Written task 1 =
Report how many lines in the records below contain the string "woman", treating upper and lower case as different. Give only the number.

Document text =
+++

- Battle of Ye: Part of the wars at the end of the Han dynasty
| Date | Spring of 204 to September 13, 204 |
| Location | In and around Ye (in present-day Handan, Hebei) |
| Result | Cao Cao victory |

Belligerents
- Cao Cao: Yuan Shang

Commanders and leaders
- Cao Cao Cao Hong: Yuan Shang Shen Pei

Strength
- Said to outnumber Ye defenders: Unknown number of Ye defenders; 10,000+ reinforcements under Yuan Shang

Casualties and losses
- At least 300: More than half starved in the city

= Battle of Ye =

Battle between warlords Cao Cao and Yuan Shang (204)

The Battle of Ye or Battle of Yecheng took place in 204 in the late Eastern Han dynasty. It was fought between the warlord Cao Cao and Yuan Shang, son and successor of Cao Cao's rival Yuan Shao, in the Yuan clan's headquarters Ye (in present-day Handan, Hebei). Cao Cao had been allied with Yuan Shang's elder brother Yuan Tan, who rebelled in a succession feud, and it was by Yuan Tan's request that Cao Cao laid siege to Ye. The successful siege of the city dislodged Yuan Shang's power from Ji Province, and Cao Cao would later use the city of Ye as a major base of his military power.

==Background==
Yuan Shao, the powerful warlord of the north, had been decisively defeated by his southern neighbour Cao Cao in the Battle of Guandu in 200 and died two years later in frustration. Despite the defeat, the Yuan power bloc was by no means eliminated, for Yuan Shao was survived by his three sons Yuan Tan, Yuan Xi, and Yuan Shang; together with their cousin Gao Gan, the Yuan family still held on to the provinces of Ji, Qing, Bing, and You. The Yuan brothers were not on good terms, however—Yuan Tan, the oldest, contested the succession of his younger brother Yuan Shang, who was preemptively made heir by his supporters Shen Pei and Pang Ji, while the second son Yuan Xi was content with controlling the northernmost You Province and stayed out of his brothers' conflict. In the winter of 202, Cao Cao attacked Yuan Tan's position in Liyang, and Yuan Shang brought his troops to help his older brother. The two brothers held out for six months, before eventually driven back to Ye, where they successfully struck back and caused Cao Cao to withdraw for the time being.

+++

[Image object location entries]
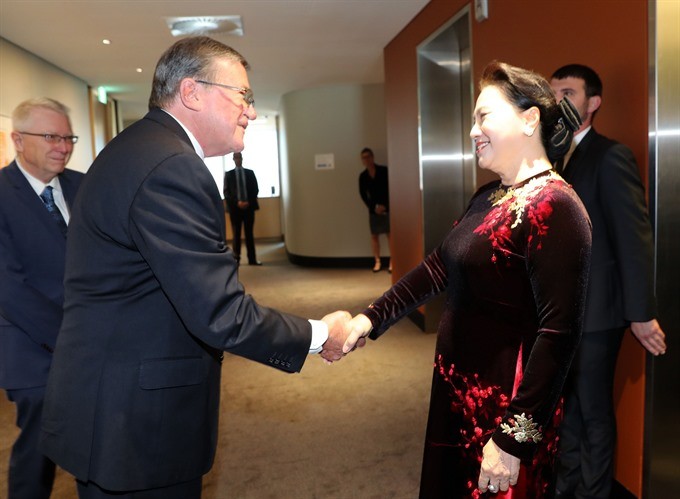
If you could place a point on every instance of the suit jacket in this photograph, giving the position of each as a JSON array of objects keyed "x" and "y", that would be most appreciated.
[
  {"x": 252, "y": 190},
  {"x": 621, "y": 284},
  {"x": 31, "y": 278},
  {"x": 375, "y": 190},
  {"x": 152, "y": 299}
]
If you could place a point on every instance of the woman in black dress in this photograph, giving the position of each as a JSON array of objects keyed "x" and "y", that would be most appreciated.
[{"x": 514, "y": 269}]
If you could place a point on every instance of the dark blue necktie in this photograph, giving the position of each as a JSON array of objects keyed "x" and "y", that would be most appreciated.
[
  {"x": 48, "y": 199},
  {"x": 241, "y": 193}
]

+++

Written task 2 =
According to the Battle of Ye text, why was the Yuan power bloc not wiped out after the defeat at Guandu? Answer in one to three sentences.

Final result 1 =
1

Final result 2 =
Yuan Shao left three sons, Yuan Tan, Yuan Xi, and Yuan Shang. Together with their cousin Gao Gan, the family still held the provinces of Ji, Qing, Bing, and You.